===== Recorded data
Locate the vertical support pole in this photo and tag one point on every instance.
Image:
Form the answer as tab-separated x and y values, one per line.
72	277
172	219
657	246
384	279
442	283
==========
Retype all the records, matching them exactly.

Locate the vertical support pole in this photo and tag one point on every instance.
Image:
Form the answer as tab-separated x and y values, one per line.
72	277
172	219
657	246
384	279
442	283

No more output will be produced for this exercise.